→ Alıntı:
3.Ankara 1. Asliye Ceza Mahkemesinin, 16.12.2021 tarihli ve 2021/210 Esas, 2021/755 Karar sayılı kararıyla sanık hakkında 5607 sayılı Kanun’a muhalefet suçundan, aynı Kanun’un 3 üncü maddesinin onsekizinci fıkrasının yollamasıyla anılan Kanun’un üçüncü maddesinin beşinci, onuncu ve yirmiikinci fıkraları ile 5237 sayılı Kanun’un 62 nci maddesinin birinci fıkrası ve aynı Kanun’un 52 nci maddesinin

ikinci fıkrası, 53 üncü maddesi gereği 10 ay hapis ve 20,00 TL adlî para cezası ile cezalandırılmasına, hak yoksunluğuna, kaçak eşyanın 5607 sayılı Kanun’un 13 üncü maddesinin birinci fıkrası yollamasıyla 5237 sayılı Kanun’un 54 üncü maddesinin dördüncü fıkrası gereğince müsaderesine karar verilmiştir.

4.Dava dosyası, Yargıtay Cumhuriyet Başsavcılığınca tanzim olunan, 08.11.2022 tarihli ve 2022/85423 sayılı, düzeltilerek onama görüşlü Tebliğname ile Daireye tevdi olunmuştur.

→ Yazılı Görev:
Mahkeme kararıyla ilgili alıntıda "ikinci fıkrası, 53" ifadesinden "müsaderesine karar verilmiştir." ifadesine kadar olan bölümü, "20,00 TL" yerine "40,00 TL" getirerek yeniden yazın.

→ Veri Satırları:
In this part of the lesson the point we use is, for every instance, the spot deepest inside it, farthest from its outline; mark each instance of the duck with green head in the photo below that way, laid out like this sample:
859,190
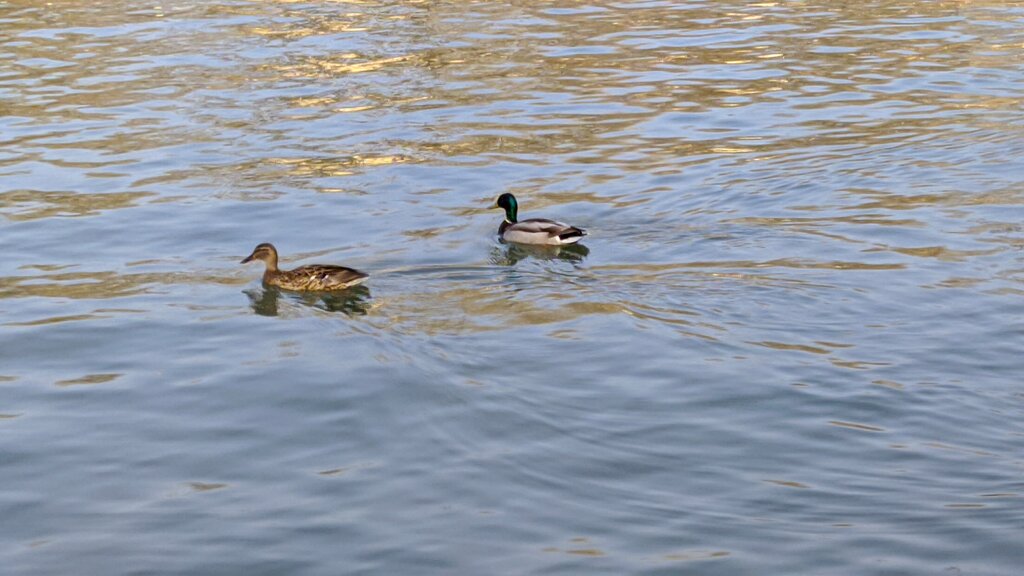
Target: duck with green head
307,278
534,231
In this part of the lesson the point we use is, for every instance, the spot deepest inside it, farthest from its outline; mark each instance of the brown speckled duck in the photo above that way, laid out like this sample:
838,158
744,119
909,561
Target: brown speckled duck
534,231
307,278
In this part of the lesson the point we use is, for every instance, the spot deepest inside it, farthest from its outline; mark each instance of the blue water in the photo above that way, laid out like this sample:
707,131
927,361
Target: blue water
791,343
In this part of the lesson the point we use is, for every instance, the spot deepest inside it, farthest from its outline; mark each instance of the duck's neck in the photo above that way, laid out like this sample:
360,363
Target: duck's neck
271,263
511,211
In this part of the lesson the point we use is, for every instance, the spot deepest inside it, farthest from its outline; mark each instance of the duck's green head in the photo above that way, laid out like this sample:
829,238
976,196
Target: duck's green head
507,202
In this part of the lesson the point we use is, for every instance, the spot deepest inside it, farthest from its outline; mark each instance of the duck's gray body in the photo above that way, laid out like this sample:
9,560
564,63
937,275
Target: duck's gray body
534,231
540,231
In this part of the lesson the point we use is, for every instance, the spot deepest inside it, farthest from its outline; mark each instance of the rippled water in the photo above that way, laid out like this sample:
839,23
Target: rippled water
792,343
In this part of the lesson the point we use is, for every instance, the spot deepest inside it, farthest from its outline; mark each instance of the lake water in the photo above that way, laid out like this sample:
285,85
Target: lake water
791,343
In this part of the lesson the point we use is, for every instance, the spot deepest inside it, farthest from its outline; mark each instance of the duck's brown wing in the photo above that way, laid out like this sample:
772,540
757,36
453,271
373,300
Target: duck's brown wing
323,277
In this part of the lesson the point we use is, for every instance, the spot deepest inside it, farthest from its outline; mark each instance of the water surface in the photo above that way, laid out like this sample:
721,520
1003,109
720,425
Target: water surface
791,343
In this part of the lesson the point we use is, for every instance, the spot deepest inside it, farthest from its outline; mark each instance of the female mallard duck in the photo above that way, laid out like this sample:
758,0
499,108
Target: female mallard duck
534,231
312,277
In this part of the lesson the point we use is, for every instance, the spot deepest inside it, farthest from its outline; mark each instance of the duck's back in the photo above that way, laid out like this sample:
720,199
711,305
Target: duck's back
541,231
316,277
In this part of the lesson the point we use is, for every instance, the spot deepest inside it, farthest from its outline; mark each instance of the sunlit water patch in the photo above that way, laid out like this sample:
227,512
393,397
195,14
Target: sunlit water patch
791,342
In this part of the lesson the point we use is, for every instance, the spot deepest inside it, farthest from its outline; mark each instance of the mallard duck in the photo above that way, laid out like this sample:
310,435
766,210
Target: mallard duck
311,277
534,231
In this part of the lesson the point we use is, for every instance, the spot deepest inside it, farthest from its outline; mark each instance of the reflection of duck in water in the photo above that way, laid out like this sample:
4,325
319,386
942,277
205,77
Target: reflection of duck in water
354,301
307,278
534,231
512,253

* * *

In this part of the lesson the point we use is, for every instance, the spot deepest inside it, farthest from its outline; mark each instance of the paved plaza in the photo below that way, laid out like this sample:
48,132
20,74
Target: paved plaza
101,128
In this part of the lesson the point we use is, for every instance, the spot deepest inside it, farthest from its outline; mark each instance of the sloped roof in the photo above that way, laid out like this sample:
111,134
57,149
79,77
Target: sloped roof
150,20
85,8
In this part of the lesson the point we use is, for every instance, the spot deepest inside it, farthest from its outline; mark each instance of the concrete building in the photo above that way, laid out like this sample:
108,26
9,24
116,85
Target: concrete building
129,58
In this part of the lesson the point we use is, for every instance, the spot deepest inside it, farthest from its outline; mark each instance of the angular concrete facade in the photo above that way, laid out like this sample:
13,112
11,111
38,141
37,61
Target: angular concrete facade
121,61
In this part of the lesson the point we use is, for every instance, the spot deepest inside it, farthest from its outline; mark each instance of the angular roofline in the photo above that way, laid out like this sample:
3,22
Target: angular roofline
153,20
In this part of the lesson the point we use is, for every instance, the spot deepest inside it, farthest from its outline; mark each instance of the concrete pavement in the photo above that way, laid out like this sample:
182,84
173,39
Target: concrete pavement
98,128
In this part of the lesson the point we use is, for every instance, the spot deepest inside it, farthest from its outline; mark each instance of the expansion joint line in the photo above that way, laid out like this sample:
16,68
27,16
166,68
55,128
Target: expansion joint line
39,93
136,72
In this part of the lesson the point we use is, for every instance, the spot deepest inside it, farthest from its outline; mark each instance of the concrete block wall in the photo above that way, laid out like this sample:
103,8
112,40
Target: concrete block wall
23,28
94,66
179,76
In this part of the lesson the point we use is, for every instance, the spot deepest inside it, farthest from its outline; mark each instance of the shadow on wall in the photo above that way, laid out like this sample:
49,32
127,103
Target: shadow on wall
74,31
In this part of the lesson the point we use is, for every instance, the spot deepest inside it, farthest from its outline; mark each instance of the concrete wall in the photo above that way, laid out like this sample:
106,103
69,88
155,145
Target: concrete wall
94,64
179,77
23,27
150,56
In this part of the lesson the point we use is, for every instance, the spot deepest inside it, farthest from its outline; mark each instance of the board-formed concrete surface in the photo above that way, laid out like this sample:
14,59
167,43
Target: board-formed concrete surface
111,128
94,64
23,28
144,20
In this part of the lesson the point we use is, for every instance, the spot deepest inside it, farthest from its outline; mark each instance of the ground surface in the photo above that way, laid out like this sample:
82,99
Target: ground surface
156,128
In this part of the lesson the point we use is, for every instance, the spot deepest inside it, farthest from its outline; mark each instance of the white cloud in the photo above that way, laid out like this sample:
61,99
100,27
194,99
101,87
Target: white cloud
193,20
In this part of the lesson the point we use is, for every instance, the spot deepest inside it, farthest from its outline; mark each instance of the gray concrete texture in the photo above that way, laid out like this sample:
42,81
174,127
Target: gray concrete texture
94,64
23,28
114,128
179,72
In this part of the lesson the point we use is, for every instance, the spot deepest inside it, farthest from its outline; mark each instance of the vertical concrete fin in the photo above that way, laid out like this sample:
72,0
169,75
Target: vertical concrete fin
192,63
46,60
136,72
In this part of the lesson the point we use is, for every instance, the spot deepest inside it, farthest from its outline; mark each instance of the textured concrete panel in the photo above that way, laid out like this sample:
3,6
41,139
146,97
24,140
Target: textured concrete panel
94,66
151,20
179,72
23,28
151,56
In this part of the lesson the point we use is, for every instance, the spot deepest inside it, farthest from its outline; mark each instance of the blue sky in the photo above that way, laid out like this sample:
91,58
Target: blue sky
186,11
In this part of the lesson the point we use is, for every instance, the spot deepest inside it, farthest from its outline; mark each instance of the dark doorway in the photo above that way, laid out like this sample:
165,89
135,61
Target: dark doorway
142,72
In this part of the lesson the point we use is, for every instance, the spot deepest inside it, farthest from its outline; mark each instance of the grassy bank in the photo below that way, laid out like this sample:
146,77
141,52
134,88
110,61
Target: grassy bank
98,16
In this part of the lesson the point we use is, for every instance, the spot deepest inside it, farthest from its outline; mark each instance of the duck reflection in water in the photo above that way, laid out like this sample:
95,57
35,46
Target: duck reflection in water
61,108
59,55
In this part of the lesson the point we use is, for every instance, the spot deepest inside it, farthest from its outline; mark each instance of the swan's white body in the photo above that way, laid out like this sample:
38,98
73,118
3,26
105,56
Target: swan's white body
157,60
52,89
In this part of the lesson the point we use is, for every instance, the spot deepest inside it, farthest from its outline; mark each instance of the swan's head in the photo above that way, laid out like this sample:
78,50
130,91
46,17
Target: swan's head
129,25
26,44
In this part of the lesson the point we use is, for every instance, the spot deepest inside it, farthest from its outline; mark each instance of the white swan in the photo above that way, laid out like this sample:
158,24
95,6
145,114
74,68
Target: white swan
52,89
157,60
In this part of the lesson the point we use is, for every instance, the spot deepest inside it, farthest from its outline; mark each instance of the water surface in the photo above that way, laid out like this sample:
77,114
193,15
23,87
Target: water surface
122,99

==

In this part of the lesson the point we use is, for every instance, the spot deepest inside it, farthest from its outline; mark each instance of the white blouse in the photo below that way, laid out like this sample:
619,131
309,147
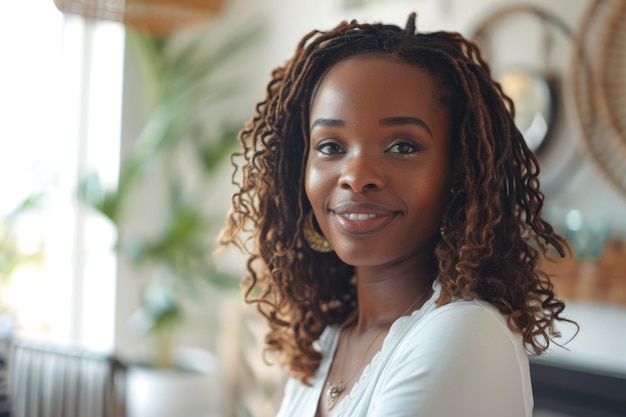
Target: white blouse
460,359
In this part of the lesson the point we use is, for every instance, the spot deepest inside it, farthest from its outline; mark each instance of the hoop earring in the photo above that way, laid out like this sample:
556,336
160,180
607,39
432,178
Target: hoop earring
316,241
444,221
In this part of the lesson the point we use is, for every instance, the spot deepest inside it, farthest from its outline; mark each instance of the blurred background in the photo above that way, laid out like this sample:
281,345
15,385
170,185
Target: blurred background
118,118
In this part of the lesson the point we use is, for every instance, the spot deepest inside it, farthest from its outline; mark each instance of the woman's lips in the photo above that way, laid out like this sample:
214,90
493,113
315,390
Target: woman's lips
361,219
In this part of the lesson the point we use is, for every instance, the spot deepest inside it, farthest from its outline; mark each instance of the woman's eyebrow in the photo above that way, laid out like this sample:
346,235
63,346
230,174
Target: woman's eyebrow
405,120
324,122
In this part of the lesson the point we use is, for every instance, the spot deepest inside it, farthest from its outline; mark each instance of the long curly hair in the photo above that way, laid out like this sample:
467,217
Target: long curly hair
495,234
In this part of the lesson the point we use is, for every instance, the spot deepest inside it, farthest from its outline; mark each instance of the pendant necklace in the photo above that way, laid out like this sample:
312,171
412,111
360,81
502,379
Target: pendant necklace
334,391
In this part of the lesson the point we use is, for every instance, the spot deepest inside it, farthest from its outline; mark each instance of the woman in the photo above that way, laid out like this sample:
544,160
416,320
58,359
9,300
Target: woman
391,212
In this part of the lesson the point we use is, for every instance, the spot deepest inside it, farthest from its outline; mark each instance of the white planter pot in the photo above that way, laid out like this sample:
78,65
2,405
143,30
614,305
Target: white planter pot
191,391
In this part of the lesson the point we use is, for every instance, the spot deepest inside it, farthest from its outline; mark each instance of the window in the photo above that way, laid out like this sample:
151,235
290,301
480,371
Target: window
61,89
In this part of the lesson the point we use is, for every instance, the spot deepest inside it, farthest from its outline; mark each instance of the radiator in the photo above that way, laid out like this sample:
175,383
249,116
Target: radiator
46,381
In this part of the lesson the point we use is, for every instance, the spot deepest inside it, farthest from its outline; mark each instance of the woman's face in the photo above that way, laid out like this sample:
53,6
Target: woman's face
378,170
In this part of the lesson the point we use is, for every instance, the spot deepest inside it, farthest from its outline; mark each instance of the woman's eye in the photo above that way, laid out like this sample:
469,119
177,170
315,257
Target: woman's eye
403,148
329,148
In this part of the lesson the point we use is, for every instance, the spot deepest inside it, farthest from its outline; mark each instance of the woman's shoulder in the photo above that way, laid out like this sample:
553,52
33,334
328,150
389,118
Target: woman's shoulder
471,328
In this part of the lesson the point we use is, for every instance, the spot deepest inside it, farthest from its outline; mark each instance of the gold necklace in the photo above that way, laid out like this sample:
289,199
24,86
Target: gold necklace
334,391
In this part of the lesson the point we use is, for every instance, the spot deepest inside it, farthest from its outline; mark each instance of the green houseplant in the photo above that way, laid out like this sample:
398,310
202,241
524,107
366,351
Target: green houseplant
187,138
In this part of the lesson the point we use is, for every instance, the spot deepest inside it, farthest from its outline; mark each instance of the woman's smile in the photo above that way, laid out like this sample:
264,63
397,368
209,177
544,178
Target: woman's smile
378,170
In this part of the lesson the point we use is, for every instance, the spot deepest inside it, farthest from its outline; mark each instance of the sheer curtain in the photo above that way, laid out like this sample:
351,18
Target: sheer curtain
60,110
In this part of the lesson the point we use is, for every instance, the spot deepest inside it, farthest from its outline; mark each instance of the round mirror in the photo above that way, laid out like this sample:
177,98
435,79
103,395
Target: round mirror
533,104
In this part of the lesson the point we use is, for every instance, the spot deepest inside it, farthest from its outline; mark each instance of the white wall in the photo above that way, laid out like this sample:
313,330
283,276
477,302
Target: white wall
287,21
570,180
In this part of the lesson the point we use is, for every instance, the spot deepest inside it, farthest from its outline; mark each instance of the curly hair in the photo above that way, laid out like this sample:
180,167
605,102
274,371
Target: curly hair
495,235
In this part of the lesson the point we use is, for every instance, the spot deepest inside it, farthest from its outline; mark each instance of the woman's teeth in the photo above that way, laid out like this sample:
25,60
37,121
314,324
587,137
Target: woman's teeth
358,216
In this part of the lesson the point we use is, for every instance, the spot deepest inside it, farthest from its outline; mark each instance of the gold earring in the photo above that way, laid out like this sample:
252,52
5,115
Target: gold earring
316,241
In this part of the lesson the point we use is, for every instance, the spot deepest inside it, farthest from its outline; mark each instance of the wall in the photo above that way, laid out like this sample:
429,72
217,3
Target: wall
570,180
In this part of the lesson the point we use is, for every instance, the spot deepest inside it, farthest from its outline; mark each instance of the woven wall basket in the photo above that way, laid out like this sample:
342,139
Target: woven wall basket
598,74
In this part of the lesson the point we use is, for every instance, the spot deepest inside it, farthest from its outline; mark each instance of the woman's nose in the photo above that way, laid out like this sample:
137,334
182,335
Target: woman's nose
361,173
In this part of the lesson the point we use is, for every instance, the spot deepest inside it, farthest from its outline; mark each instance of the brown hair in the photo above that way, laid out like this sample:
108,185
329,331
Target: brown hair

→ Yazılı Yanıt:
ikinci fıkrası, 53 üncü maddesi gereği 10 ay hapis ve 40,00 TL adlî para cezası ile cezalandırılmasına, hak yoksunluğuna, kaçak eşyanın 5607 sayılı Kanun’un 13 üncü maddesinin birinci fıkrası yollamasıyla 5237 sayılı Kanun’un 54 üncü maddesinin dördüncü fıkrası gereğince müsaderesine karar verilmiştir.